*Assignment A*
List every clause in the passage on informed consent in the gene-editing baby event that uses "doesn't" or "can't".
*Assignment B*
Write the next few sentences of the passage on informed consent in the gene-editing baby event, picking up after its final sentence.

*Document section*

In the gene-editing baby event, the informed consent provided by the researchers stated that the project team has the following right: “the project team or the medical institution shall reserve the umbilical cord blood for later use after the birth of the babies” and “a series of routine examinations shall be conducted by the project team or the cooperative medical institution after the birth of the babies.” 37 However, do all the above-mentioned three situations apply to the unborn baby? Chinese law doesn't regard an unborn baby as a natural person. Chinese law takes “independent breathing” for the concept of a natural person, 38 but an unborn baby can't breathe independently. Thus, the unborn baby doesn't fall under the circumstances stipulated in Articles 55 and 56 of the CTL. Since there is no legal condition, the sample provider's close relative can't exercise the informed consent right on behalf of the sample provider. It can be found from the gene-editing baby event that the “informed consent” system in the development of biobanks is still not perfect and contains limited exceptions.

*Extracted information*
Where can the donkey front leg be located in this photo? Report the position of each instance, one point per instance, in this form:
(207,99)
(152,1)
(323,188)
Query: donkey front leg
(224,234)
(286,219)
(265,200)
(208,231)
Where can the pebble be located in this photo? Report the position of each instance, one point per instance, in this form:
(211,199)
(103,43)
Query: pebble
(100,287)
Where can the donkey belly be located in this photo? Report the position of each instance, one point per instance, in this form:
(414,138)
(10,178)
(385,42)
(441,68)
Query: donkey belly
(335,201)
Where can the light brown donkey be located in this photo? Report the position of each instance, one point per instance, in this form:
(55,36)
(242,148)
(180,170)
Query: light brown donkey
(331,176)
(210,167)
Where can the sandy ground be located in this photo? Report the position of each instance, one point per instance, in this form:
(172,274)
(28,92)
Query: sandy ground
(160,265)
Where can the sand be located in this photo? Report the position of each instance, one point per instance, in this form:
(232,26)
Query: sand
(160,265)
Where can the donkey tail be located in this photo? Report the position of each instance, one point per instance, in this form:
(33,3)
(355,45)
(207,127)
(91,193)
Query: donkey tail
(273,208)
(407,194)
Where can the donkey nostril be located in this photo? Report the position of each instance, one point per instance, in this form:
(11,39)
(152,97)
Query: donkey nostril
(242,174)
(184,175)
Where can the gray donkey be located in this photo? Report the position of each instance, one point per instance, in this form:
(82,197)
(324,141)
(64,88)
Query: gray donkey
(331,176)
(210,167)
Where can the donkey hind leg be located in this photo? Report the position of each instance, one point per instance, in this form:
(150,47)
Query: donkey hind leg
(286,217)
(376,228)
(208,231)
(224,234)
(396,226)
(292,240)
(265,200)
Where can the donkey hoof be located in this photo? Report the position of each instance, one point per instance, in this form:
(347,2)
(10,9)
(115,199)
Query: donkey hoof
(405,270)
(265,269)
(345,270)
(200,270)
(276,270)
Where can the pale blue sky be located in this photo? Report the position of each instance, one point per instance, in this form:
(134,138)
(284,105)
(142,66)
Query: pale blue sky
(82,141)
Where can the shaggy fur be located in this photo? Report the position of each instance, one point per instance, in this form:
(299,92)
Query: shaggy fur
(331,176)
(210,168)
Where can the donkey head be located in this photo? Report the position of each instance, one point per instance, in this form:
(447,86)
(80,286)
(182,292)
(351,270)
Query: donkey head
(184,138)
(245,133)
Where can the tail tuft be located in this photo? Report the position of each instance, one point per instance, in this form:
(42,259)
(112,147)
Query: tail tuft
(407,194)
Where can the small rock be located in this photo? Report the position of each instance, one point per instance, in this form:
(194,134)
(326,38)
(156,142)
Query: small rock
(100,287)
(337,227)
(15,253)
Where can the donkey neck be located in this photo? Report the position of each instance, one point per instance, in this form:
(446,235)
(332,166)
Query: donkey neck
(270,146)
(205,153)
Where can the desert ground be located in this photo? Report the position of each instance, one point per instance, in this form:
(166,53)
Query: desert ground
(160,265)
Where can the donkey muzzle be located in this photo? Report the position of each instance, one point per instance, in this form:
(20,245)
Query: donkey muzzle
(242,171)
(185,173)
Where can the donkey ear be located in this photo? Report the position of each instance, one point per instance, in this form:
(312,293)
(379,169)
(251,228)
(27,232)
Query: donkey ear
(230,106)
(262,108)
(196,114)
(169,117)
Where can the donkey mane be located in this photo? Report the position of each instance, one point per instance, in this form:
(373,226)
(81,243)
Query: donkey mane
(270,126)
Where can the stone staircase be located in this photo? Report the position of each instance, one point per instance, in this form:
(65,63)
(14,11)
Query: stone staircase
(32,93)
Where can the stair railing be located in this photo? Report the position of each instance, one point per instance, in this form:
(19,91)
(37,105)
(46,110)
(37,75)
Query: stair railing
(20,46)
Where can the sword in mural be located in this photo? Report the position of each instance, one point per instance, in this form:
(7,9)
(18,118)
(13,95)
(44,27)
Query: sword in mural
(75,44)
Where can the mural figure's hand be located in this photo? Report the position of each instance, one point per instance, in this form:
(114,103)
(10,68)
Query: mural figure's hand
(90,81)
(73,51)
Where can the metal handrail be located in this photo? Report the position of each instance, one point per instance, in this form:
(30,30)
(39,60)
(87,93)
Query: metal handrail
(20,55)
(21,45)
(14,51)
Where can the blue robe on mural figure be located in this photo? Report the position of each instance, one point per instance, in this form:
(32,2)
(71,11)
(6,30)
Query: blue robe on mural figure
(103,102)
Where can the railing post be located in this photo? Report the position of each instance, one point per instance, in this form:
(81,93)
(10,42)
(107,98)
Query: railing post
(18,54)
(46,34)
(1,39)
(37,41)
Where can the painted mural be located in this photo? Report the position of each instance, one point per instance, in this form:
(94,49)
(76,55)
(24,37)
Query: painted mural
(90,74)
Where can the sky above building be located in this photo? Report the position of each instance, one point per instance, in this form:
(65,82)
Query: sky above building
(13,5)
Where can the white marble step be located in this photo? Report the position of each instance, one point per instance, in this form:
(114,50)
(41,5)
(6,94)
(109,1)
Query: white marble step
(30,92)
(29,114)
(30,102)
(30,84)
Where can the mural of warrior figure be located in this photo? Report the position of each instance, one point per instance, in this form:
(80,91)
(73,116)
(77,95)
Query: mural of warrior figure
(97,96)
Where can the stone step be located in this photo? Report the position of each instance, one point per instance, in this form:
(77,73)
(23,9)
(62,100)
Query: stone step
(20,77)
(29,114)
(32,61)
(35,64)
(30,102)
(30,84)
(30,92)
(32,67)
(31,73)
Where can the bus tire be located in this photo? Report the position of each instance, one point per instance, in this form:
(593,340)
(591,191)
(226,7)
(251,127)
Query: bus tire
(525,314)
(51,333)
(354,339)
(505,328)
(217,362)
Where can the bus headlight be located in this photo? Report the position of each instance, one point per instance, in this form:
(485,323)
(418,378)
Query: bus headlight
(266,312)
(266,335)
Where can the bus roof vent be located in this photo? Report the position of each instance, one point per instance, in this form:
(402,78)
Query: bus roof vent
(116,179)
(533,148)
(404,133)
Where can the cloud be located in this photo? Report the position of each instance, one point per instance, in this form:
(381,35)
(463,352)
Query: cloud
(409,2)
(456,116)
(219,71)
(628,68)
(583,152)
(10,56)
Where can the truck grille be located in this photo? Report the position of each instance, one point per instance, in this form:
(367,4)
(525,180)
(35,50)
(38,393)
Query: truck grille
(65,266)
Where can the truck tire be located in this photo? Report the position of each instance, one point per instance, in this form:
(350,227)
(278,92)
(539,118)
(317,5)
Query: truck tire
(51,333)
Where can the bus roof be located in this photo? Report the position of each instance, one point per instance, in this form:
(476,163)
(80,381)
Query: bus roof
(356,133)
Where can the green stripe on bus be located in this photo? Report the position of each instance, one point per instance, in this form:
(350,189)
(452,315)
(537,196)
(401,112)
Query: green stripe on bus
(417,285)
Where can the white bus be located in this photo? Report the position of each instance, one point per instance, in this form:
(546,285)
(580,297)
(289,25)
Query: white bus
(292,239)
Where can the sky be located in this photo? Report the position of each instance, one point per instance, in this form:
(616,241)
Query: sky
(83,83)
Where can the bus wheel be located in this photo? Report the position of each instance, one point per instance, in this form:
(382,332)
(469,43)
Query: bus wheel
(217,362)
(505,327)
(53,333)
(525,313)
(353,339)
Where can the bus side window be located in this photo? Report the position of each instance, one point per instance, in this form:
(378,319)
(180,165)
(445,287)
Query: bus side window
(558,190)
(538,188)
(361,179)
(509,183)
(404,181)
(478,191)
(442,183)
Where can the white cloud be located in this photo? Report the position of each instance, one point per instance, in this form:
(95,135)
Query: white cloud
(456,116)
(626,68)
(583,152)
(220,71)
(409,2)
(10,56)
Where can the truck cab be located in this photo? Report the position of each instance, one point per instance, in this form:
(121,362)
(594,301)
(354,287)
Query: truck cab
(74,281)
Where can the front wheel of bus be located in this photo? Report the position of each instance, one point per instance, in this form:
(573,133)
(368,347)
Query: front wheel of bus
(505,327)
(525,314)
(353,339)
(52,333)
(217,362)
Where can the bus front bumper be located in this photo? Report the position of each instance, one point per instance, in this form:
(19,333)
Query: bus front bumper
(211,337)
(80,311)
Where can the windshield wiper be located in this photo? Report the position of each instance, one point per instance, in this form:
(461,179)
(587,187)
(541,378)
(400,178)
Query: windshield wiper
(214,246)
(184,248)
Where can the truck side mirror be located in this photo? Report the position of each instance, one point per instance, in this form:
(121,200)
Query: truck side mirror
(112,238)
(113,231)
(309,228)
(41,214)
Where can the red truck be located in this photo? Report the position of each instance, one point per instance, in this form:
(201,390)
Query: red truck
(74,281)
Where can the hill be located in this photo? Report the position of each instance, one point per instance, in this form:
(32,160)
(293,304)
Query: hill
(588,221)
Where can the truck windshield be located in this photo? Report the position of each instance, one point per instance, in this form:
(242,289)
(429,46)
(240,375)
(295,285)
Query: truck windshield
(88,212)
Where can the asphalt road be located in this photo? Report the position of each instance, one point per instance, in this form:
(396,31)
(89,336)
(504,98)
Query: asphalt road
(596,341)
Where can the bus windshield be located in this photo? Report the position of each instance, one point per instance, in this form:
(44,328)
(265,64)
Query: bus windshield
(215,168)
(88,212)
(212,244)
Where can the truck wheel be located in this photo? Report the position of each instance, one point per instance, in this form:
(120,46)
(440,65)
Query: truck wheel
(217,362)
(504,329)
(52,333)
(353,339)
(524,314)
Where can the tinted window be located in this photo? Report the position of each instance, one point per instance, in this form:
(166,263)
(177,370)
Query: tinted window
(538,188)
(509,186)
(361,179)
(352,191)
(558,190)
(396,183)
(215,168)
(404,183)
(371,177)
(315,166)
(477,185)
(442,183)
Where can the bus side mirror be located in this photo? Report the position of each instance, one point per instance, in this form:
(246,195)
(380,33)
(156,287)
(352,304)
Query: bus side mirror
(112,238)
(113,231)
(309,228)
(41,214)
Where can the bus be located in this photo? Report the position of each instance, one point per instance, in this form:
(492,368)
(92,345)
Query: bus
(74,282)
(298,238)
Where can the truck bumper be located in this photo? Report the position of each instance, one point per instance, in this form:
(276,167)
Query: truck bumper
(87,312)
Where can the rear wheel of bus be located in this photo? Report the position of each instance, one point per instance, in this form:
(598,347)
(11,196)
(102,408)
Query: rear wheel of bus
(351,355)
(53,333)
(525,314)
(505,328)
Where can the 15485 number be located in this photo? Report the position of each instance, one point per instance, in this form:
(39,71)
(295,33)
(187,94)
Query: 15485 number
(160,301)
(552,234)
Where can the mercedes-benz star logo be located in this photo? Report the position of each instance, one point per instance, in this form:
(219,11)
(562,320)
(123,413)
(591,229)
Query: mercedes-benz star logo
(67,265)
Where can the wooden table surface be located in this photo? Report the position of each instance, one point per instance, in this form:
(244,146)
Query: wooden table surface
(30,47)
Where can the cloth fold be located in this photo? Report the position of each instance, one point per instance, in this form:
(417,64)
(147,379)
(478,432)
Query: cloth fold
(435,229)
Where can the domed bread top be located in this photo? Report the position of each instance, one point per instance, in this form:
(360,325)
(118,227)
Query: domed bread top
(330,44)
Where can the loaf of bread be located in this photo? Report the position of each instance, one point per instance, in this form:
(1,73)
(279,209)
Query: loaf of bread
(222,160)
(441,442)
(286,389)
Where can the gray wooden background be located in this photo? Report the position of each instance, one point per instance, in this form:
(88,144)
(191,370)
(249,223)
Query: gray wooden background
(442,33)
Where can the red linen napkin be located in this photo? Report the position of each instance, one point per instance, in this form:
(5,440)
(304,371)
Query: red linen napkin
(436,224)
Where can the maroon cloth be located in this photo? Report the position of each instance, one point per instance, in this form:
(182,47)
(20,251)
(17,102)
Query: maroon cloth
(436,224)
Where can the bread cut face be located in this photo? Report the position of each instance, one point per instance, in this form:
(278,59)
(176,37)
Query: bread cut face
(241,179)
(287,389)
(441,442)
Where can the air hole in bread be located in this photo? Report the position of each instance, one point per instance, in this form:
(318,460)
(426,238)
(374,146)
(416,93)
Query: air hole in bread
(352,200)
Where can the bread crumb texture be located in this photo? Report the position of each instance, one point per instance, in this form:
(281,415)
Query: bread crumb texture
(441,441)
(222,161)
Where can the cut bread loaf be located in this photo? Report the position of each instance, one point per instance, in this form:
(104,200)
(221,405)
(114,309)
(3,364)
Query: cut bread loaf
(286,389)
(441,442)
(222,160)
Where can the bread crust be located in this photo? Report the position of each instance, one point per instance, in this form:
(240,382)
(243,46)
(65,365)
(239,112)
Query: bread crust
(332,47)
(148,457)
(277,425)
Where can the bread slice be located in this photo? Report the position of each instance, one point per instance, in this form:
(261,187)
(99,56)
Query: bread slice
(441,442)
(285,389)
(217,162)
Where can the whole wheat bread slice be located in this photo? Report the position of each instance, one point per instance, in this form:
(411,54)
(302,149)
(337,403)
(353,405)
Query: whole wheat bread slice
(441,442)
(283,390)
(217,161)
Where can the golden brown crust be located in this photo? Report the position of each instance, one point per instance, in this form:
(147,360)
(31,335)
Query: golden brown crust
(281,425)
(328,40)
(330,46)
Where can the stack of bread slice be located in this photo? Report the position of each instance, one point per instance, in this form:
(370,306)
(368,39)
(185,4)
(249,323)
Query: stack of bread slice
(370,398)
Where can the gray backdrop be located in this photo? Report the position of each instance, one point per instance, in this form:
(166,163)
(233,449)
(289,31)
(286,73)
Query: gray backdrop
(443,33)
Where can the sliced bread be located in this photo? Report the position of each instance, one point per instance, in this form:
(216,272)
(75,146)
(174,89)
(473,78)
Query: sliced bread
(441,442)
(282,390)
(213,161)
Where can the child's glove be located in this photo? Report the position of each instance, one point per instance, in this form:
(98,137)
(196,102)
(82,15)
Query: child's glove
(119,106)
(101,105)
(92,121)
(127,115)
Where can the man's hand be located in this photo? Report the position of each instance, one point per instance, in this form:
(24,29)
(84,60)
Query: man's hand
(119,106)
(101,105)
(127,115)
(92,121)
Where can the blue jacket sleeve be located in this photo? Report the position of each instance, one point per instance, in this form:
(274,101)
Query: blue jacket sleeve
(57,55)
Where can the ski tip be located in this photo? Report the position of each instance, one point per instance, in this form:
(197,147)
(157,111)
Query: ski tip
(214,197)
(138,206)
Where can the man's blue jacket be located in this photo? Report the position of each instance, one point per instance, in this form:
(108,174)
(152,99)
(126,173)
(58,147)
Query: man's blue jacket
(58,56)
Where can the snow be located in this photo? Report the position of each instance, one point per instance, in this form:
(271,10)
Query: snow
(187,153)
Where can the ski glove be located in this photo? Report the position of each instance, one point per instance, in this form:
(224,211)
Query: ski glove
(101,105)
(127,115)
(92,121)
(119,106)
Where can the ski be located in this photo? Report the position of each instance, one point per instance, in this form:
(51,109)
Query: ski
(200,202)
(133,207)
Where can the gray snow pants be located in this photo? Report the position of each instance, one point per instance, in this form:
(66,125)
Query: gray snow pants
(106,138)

*Response area A*
- Chinese law doesn't regard an unborn baby as a natural person
- an unborn baby can't breathe independently
- the unborn baby doesn't fall under the circumstances stipulated in Articles 55 and 56 of the CTL
- the sample provider's close relative can't exercise the informed consent right on behalf of the sample provider

*Response area B*
B. Privacy and confidentiality
During the construction process of biobanks, the most criticized problem is how to ensure the privacy of the sample provider. The privacy right is the most sacred, but also the most difficult, right in contemporary life. In concept, privacy is the basis of personal personality formation, which is necessary to maintain human dignity; however, in practice, suspicions exist everywhere.
The genetic privacy right is the information source provider's dominant right to the genetic information, which is the basic thinking of the personal information protection law. 39 However, while this genetic information is taken from a person's body tissue, does it only belong to that person? There are two problems. First, the person doesn't produce the genetic information because of his or her own behavior—the information is inherited, and the person(s) who create(s) the genetic information is his or her parents. Second, the persons affected by the disclosure of the genetic information are not only this person, but also all his or her close relatives who will be potentially affected (except a spouse). So, a question exists whether these close relatives can—or should be able to—claim their privacy right and prevent a person from voluntarily providing his or her own genetic information to others. China currently has no special laws to regulate the above problems.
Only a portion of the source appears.